Nothing but the lines from the one containing "shape of each" to the end of the data should be returned, each exactly as written.
━━━ Dataset excerpts ━━━
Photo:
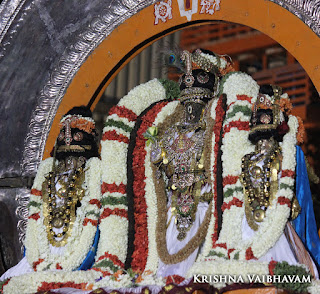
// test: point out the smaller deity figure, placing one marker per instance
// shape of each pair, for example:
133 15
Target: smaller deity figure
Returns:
261 171
64 207
178 155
━━━
Answer to the problem:
// shape of each pair, for example:
133 15
Target: smaller deity figure
Returns:
261 171
64 207
178 155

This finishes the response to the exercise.